<<<<

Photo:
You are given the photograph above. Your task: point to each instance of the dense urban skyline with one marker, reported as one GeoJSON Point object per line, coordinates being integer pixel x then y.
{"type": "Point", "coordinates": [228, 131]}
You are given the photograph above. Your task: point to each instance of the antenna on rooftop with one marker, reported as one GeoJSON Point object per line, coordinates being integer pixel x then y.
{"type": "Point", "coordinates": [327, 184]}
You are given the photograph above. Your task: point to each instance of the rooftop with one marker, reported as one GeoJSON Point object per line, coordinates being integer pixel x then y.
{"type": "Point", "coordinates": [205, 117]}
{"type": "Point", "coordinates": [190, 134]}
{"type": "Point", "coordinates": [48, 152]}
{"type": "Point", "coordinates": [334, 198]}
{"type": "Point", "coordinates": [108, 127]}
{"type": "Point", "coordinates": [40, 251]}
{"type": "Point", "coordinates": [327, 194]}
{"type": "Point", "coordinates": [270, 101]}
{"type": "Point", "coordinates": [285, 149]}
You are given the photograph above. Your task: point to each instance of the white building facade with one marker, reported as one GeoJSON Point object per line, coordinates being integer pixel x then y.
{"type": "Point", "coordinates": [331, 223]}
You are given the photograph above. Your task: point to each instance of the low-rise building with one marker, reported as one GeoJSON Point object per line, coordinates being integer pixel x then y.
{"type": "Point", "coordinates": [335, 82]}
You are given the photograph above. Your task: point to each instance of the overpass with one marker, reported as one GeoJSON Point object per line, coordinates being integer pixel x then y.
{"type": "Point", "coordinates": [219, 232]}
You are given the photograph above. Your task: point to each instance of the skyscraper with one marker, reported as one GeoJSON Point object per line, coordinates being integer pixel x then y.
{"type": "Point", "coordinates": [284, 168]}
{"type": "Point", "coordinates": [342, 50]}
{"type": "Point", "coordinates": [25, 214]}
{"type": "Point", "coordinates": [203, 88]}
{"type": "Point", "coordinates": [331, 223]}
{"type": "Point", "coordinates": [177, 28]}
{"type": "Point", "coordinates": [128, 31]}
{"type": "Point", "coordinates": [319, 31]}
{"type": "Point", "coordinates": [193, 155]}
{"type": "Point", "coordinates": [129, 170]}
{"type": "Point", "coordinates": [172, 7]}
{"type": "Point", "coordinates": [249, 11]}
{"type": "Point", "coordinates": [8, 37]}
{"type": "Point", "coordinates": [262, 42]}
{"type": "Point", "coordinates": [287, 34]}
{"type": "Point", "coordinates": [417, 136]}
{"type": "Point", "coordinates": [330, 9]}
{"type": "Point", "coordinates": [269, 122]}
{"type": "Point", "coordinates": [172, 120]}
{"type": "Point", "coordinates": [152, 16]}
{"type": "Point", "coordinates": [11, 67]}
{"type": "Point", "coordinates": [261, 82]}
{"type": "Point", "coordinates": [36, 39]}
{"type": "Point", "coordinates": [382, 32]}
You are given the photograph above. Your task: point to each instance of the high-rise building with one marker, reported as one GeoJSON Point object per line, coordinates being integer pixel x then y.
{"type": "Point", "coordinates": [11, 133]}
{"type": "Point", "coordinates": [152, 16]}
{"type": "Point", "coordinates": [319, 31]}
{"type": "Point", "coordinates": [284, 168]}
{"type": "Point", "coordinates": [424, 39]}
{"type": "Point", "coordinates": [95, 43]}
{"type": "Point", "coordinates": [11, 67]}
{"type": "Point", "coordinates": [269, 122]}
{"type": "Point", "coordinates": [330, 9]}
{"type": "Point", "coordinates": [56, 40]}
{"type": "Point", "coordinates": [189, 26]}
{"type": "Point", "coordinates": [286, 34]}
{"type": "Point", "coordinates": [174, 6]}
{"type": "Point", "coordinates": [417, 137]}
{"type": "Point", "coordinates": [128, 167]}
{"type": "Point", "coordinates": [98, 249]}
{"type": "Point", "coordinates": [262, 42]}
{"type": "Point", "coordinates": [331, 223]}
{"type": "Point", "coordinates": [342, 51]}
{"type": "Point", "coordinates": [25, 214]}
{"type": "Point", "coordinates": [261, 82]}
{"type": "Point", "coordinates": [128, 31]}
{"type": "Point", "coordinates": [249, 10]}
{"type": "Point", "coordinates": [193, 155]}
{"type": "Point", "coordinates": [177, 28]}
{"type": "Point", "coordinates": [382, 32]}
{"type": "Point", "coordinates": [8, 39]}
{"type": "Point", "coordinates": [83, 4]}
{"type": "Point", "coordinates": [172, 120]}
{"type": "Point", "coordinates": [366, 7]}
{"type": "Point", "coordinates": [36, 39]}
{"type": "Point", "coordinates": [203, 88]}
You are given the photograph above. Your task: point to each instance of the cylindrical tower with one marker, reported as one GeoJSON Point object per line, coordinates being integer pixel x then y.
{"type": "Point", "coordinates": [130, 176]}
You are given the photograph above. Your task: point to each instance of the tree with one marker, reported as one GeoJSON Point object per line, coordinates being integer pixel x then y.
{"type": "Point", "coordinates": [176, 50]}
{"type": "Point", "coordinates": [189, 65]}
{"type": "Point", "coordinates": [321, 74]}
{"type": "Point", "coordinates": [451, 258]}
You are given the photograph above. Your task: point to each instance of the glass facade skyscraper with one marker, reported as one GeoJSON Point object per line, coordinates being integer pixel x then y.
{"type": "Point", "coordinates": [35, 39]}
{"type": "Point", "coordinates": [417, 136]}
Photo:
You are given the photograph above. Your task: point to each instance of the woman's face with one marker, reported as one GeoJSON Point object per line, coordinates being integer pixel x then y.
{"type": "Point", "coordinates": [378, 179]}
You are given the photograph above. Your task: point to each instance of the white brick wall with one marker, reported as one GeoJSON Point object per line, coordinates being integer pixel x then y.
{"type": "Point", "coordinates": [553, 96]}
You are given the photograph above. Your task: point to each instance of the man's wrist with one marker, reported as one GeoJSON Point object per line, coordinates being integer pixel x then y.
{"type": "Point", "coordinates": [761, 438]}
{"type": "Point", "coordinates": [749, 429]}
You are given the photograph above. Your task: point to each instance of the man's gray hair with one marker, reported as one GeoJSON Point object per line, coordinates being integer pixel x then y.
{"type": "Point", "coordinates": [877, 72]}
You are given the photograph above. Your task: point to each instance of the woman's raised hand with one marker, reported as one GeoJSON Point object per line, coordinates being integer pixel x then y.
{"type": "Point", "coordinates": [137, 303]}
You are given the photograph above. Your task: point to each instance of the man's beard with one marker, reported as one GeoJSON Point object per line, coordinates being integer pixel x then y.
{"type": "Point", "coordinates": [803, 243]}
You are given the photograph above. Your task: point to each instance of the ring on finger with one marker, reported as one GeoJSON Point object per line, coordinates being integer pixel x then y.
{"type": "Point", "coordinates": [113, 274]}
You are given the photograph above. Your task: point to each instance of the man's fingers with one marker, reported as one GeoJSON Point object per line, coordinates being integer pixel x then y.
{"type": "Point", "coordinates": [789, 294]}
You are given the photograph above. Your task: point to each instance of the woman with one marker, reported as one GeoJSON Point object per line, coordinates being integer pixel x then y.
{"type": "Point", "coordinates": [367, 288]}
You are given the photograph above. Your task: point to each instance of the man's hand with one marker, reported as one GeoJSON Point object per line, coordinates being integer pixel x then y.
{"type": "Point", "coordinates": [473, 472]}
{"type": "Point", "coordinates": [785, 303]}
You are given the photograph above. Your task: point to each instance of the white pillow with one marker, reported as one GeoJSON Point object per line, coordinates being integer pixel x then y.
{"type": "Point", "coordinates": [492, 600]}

>>>>

## AIM OF THE TASK
Take the entries above and copy them out exactly.

## EXERCISE SOLUTION
Photo:
You are given the photograph above. Your task: point to each instance of the dense urban skyline with one marker, reported as one GeoJSON Point object per line, coordinates being integer pixel x then y.
{"type": "Point", "coordinates": [228, 131]}
You are given the photograph above. Your task: point to each instance of the antenna on rooftop with one marker, reported as one GeoJSON Point object per line, coordinates being integer pixel x then y.
{"type": "Point", "coordinates": [327, 184]}
You are given the photograph above. Your task: point to each instance of the rooftop with one marker, reported as one GeoJSON Point object per line, coordinates being integer pixel x then y.
{"type": "Point", "coordinates": [205, 117]}
{"type": "Point", "coordinates": [190, 134]}
{"type": "Point", "coordinates": [48, 152]}
{"type": "Point", "coordinates": [334, 198]}
{"type": "Point", "coordinates": [108, 127]}
{"type": "Point", "coordinates": [40, 251]}
{"type": "Point", "coordinates": [327, 194]}
{"type": "Point", "coordinates": [270, 101]}
{"type": "Point", "coordinates": [285, 149]}
You are given the photograph above. Your task: point to each instance of the white building facade with one marker, reported as one GeoJSON Point object per line, coordinates being integer pixel x then y.
{"type": "Point", "coordinates": [331, 223]}
You are given the photograph above. Your task: point to each instance of the low-rise building with one marker, reported as one GeoJSON Point object per line, coordinates being integer pixel x then y.
{"type": "Point", "coordinates": [335, 82]}
You are given the photograph above. Your task: point to each instance of the overpass with one marker, reported as one GeoJSON Point object per line, coordinates being integer pixel x then y.
{"type": "Point", "coordinates": [219, 232]}
You are given the photograph above. Your task: point to each instance of the skyscraper with one marker, reported as one GeoJSON Point object per line, coordinates being integer pixel x then y.
{"type": "Point", "coordinates": [284, 168]}
{"type": "Point", "coordinates": [342, 50]}
{"type": "Point", "coordinates": [25, 214]}
{"type": "Point", "coordinates": [203, 88]}
{"type": "Point", "coordinates": [331, 223]}
{"type": "Point", "coordinates": [177, 28]}
{"type": "Point", "coordinates": [128, 31]}
{"type": "Point", "coordinates": [319, 31]}
{"type": "Point", "coordinates": [193, 155]}
{"type": "Point", "coordinates": [129, 170]}
{"type": "Point", "coordinates": [172, 7]}
{"type": "Point", "coordinates": [249, 11]}
{"type": "Point", "coordinates": [8, 37]}
{"type": "Point", "coordinates": [262, 42]}
{"type": "Point", "coordinates": [287, 34]}
{"type": "Point", "coordinates": [417, 136]}
{"type": "Point", "coordinates": [330, 9]}
{"type": "Point", "coordinates": [269, 122]}
{"type": "Point", "coordinates": [172, 120]}
{"type": "Point", "coordinates": [152, 16]}
{"type": "Point", "coordinates": [11, 67]}
{"type": "Point", "coordinates": [261, 82]}
{"type": "Point", "coordinates": [36, 39]}
{"type": "Point", "coordinates": [382, 32]}
You are given the photograph above. Your task: point to each instance of the high-rise building with one marker, reported as one GeoJSON Point object per line, coordinates being integer pixel x then y.
{"type": "Point", "coordinates": [11, 133]}
{"type": "Point", "coordinates": [152, 16]}
{"type": "Point", "coordinates": [319, 31]}
{"type": "Point", "coordinates": [284, 168]}
{"type": "Point", "coordinates": [424, 39]}
{"type": "Point", "coordinates": [95, 43]}
{"type": "Point", "coordinates": [11, 67]}
{"type": "Point", "coordinates": [269, 122]}
{"type": "Point", "coordinates": [330, 9]}
{"type": "Point", "coordinates": [56, 40]}
{"type": "Point", "coordinates": [189, 26]}
{"type": "Point", "coordinates": [286, 34]}
{"type": "Point", "coordinates": [174, 6]}
{"type": "Point", "coordinates": [417, 137]}
{"type": "Point", "coordinates": [128, 167]}
{"type": "Point", "coordinates": [98, 249]}
{"type": "Point", "coordinates": [262, 42]}
{"type": "Point", "coordinates": [331, 223]}
{"type": "Point", "coordinates": [342, 51]}
{"type": "Point", "coordinates": [25, 214]}
{"type": "Point", "coordinates": [261, 82]}
{"type": "Point", "coordinates": [128, 31]}
{"type": "Point", "coordinates": [249, 10]}
{"type": "Point", "coordinates": [193, 155]}
{"type": "Point", "coordinates": [177, 28]}
{"type": "Point", "coordinates": [382, 32]}
{"type": "Point", "coordinates": [8, 39]}
{"type": "Point", "coordinates": [83, 4]}
{"type": "Point", "coordinates": [172, 120]}
{"type": "Point", "coordinates": [366, 7]}
{"type": "Point", "coordinates": [36, 39]}
{"type": "Point", "coordinates": [203, 88]}
You are given the photograph above. Your task: point to each instance of the cylindrical tower with one marker, reported as one GeoJSON Point object per line, coordinates being integer pixel x then y.
{"type": "Point", "coordinates": [130, 176]}
You are given the photograph above. Your task: point to each instance of the tree with one marker, reported as one GeoJSON Point object per line, coordinates being integer pixel x then y.
{"type": "Point", "coordinates": [176, 50]}
{"type": "Point", "coordinates": [189, 65]}
{"type": "Point", "coordinates": [321, 74]}
{"type": "Point", "coordinates": [451, 258]}
You are given the photograph above. Your task: point to each instance of the glass facade skyscraper with one marker, reported as one GeoJSON Point object per line, coordinates being integer pixel x then y.
{"type": "Point", "coordinates": [35, 39]}
{"type": "Point", "coordinates": [417, 136]}
Photo:
You are given the photograph above. Your task: point to each instance of the woman's face with one marker, reported as one GeoJSON Point object per line, coordinates being integer pixel x then y.
{"type": "Point", "coordinates": [378, 179]}
You are given the photograph above. Your task: point to each instance of the white brick wall with one marker, reported as one GeoJSON Point object per line, coordinates being integer pixel x then y.
{"type": "Point", "coordinates": [553, 96]}
You are given the photograph above. Your task: point to each instance of the man's wrist with one marker, reported as one GeoJSON Point object per line, coordinates being integer pixel x then y.
{"type": "Point", "coordinates": [761, 438]}
{"type": "Point", "coordinates": [749, 429]}
You are given the photograph above. Your task: point to each instance of the man's gray hair with one marker, reported as one GeoJSON Point object per line, coordinates being integer pixel x then y.
{"type": "Point", "coordinates": [877, 72]}
You are given the photograph above. Your task: point to each instance of the woman's raised hand with one marker, reported as one GeoJSON Point object per line, coordinates being integer pixel x then y.
{"type": "Point", "coordinates": [137, 303]}
You are given the photograph above. Your task: point to each instance of the man's beard with one marker, reported as one GeoJSON Point object per line, coordinates being integer pixel x then y.
{"type": "Point", "coordinates": [803, 243]}
You are given the photograph above. Your task: point to each instance of the ring on finger with one marker, reported as one GeoJSON Point object per line, coordinates being integer pixel x then y.
{"type": "Point", "coordinates": [113, 274]}
You are given the photograph above. Your task: point to each instance of the man's fingers with one marker, reported as one GeoJSON Point object per line, coordinates being integer pixel x then y.
{"type": "Point", "coordinates": [789, 294]}
You are given the photograph above. Your task: point to each instance of the woman with one marker, reported as one GeoJSON Point object per line, coordinates being integer pixel x then y.
{"type": "Point", "coordinates": [367, 288]}
You are given the photograph above. Your task: point to each instance of the man's hand with one marker, reported as one GeoJSON Point object per line, coordinates being integer pixel x then y.
{"type": "Point", "coordinates": [473, 472]}
{"type": "Point", "coordinates": [785, 303]}
You are given the photograph above. Your task: point to each instance of the white pillow with one marker, reported as one GeoJSON Point object per line, coordinates being integer pixel x then y.
{"type": "Point", "coordinates": [492, 600]}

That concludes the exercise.